### Dataset entries

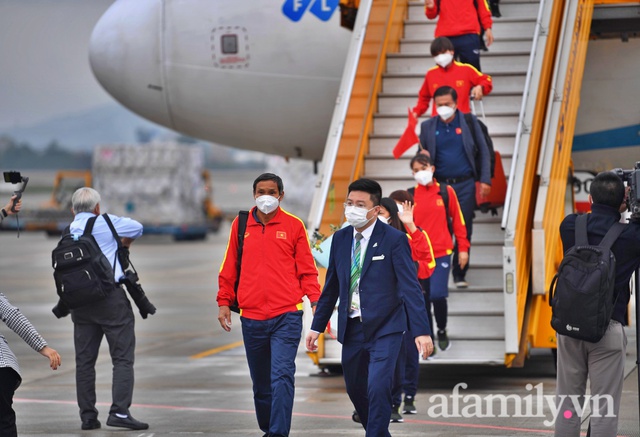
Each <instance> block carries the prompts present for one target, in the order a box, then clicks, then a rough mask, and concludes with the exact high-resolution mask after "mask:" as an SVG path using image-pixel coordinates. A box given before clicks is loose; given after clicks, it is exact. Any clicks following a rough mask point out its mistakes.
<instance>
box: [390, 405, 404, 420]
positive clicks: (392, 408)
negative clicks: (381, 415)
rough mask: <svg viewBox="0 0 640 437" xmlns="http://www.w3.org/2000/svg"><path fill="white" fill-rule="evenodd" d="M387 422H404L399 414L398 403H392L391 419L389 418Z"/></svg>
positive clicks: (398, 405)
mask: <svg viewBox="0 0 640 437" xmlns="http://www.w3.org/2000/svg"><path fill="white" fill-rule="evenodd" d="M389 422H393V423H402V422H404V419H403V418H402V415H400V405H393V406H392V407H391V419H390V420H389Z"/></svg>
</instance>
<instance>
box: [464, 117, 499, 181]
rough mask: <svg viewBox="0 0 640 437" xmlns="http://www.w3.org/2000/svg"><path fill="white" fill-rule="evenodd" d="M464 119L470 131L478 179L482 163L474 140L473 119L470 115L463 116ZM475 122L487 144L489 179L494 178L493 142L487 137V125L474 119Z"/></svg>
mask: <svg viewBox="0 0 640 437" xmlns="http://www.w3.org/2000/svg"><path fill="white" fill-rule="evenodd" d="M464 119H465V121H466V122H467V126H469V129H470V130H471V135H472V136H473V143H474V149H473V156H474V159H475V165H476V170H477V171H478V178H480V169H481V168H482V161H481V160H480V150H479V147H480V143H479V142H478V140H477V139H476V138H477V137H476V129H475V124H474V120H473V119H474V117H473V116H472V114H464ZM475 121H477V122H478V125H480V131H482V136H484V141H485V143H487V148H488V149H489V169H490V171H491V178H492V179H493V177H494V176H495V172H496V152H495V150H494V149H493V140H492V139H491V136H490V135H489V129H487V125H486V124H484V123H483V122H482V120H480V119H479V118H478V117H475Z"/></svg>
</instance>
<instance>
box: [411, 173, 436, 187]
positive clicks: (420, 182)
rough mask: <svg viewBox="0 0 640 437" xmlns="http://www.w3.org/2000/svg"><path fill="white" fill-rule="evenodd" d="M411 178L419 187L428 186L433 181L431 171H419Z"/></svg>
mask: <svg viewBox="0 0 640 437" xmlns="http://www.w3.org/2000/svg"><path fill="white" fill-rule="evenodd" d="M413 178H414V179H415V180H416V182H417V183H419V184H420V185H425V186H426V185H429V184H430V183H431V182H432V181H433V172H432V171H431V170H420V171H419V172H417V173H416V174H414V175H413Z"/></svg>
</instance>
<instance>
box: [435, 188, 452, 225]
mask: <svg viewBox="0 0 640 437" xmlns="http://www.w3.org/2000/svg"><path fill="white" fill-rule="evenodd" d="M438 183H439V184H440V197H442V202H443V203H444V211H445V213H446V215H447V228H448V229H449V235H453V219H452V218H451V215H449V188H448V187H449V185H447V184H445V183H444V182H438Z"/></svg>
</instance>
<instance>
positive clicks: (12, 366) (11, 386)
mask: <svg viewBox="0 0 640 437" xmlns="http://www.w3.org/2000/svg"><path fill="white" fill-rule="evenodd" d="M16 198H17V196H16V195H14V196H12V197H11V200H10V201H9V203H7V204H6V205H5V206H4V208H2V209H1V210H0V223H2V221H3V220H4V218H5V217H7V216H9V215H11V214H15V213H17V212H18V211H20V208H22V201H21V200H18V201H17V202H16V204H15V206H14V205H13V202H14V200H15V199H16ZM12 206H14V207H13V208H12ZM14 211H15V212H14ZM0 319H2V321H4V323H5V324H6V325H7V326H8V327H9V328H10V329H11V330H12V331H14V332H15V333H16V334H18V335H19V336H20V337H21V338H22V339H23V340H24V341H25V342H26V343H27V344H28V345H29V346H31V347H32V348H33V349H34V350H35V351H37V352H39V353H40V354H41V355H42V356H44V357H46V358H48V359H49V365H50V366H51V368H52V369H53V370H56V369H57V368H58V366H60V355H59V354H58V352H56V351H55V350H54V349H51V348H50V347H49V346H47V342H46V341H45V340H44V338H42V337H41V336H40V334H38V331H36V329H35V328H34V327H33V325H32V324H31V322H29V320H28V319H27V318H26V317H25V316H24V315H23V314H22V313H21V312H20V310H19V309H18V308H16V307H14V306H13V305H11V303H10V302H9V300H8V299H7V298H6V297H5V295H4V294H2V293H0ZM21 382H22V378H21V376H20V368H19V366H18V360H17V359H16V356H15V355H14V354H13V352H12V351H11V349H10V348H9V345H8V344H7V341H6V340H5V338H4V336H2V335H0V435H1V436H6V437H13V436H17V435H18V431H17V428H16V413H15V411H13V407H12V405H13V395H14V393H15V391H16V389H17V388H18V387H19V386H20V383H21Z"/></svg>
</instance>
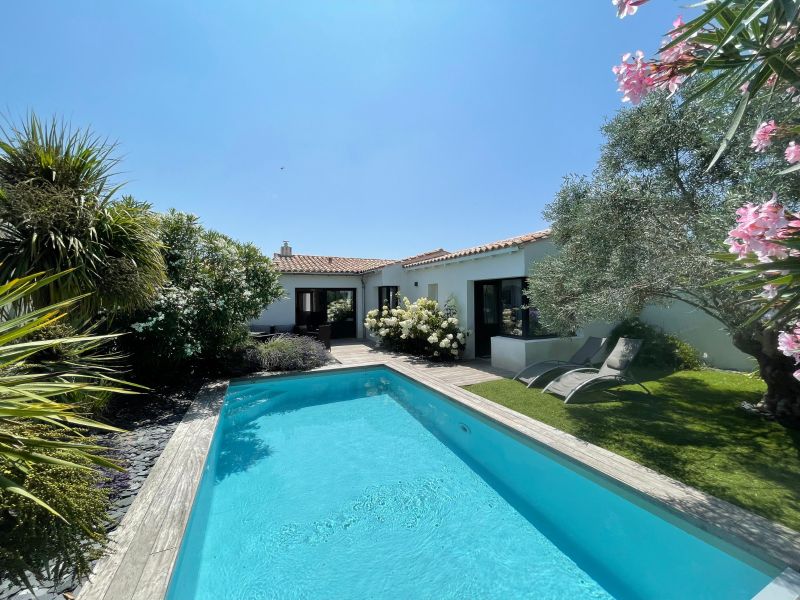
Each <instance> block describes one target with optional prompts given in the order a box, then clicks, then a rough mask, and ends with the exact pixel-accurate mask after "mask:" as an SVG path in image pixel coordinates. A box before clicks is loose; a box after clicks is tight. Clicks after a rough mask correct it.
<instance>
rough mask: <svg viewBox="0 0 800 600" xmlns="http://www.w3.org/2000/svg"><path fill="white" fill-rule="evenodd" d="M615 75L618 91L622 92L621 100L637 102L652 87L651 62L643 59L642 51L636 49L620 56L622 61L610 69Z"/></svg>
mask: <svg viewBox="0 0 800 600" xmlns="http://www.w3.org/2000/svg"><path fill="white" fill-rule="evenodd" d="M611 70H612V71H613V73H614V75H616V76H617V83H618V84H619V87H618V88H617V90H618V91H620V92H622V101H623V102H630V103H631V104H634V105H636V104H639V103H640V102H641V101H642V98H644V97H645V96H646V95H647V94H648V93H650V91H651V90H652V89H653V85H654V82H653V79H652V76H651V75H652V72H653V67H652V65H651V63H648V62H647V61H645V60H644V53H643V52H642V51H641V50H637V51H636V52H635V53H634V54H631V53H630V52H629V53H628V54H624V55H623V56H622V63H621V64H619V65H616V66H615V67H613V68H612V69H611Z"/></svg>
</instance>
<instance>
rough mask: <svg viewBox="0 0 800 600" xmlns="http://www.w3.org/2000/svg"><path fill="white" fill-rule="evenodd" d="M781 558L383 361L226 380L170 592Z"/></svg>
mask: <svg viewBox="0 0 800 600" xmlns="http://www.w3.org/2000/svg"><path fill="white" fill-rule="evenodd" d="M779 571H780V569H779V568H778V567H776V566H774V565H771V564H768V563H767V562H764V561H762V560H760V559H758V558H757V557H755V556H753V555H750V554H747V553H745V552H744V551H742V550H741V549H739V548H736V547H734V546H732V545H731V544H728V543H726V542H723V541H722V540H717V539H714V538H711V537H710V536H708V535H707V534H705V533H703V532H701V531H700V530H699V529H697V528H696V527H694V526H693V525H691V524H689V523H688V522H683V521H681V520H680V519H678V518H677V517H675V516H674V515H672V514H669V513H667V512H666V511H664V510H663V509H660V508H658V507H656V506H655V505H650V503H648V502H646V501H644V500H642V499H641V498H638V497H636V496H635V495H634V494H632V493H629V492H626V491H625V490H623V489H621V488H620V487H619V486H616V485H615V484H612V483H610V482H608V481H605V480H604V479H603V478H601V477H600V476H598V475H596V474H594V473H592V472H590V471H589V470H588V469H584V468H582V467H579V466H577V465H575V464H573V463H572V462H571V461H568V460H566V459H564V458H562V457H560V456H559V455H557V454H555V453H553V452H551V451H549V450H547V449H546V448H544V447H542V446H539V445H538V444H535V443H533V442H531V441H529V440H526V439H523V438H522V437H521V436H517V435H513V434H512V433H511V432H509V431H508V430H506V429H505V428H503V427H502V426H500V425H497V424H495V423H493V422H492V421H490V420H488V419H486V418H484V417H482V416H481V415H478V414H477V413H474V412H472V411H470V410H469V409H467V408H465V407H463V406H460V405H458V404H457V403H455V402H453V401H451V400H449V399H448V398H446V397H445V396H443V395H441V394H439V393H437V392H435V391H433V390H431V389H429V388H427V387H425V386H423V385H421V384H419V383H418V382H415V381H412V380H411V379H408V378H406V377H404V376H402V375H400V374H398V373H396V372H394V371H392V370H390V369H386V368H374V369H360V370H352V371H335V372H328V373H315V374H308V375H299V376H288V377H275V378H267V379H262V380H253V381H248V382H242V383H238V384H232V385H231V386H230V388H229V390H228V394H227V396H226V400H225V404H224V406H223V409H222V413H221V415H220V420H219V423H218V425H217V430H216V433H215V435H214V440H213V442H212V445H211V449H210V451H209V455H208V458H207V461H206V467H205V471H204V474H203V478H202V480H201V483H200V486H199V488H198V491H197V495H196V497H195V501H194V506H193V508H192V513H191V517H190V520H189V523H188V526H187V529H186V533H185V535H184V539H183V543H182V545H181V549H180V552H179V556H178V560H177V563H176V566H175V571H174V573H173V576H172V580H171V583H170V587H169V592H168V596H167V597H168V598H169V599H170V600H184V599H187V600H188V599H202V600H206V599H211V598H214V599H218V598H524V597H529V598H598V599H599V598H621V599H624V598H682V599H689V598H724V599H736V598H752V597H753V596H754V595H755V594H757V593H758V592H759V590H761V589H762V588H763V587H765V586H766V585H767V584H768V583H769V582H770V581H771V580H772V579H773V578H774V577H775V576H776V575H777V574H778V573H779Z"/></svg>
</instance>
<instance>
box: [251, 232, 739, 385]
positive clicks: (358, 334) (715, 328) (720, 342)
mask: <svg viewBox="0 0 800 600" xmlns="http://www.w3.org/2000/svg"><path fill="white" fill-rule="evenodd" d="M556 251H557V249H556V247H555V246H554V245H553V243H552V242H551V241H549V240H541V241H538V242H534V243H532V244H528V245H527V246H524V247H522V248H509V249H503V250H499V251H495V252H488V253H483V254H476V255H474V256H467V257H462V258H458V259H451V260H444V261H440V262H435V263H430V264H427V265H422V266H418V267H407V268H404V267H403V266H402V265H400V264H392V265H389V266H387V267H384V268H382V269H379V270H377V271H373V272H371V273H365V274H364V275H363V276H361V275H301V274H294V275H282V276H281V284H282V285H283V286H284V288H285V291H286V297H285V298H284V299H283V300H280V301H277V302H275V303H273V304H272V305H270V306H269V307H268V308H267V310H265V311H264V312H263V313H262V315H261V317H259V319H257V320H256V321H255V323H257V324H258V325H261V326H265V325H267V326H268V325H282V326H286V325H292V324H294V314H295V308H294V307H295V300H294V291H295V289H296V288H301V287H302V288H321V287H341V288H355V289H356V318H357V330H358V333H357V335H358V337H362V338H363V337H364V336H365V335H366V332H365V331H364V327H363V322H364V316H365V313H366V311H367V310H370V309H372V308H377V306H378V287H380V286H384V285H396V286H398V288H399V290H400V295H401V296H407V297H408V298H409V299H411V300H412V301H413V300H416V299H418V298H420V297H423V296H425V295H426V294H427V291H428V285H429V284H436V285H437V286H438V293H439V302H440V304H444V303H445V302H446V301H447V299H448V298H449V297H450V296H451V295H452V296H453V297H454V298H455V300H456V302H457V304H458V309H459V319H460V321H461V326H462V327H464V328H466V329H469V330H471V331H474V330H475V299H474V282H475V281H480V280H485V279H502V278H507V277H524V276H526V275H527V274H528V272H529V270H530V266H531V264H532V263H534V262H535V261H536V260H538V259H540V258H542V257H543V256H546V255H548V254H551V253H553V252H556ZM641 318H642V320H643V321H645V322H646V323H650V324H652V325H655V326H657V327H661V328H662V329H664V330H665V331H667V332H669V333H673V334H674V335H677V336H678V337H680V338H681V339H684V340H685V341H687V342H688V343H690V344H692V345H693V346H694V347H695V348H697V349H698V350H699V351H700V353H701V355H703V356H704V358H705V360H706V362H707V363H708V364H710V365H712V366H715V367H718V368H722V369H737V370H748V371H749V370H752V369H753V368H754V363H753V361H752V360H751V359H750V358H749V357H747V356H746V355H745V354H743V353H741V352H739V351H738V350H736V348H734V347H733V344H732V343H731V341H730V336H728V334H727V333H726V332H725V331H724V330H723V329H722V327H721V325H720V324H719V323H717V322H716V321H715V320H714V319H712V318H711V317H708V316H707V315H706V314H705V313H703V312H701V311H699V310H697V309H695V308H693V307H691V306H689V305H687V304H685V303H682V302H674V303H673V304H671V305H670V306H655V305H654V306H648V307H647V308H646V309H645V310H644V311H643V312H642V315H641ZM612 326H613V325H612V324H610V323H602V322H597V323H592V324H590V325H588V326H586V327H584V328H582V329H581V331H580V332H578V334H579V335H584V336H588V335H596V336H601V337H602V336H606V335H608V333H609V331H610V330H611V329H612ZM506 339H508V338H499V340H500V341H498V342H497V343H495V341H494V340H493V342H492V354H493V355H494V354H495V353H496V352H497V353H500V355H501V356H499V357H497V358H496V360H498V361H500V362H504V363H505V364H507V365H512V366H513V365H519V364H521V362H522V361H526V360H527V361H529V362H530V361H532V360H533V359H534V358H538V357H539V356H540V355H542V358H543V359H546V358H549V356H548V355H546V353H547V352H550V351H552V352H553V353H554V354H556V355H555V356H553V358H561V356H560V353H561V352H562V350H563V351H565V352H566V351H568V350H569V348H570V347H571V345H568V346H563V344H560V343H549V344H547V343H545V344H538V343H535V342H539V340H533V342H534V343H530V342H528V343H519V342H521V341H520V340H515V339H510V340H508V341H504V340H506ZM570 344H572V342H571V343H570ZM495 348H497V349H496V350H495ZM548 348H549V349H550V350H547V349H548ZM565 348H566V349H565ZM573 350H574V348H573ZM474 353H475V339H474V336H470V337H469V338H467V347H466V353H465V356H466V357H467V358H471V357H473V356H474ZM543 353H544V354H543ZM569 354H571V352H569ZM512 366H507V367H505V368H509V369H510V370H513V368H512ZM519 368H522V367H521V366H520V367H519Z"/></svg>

######

Requirement: Report every line in the records above that contains the string "given", copying each such line in full.

Answer:
Each <instance> block carries the prompts present for one target, in the order a box, then clicks, then a rough mask, and concludes with the exact high-resolution mask after "mask:" as an SVG path using image-pixel coordinates. A box given before clicks is loose; given after clicks, it is exact. Any clicks following a rough mask point out its mistakes.
Each <instance> block describes one target with optional prompts given in the order a box, then clicks, then a rough mask, and ends with the exact pixel-accurate mask after "mask:" as an SVG path in image pixel coordinates. A box before clicks is loose; a box after clicks is tight. Clicks after a rough mask correct it.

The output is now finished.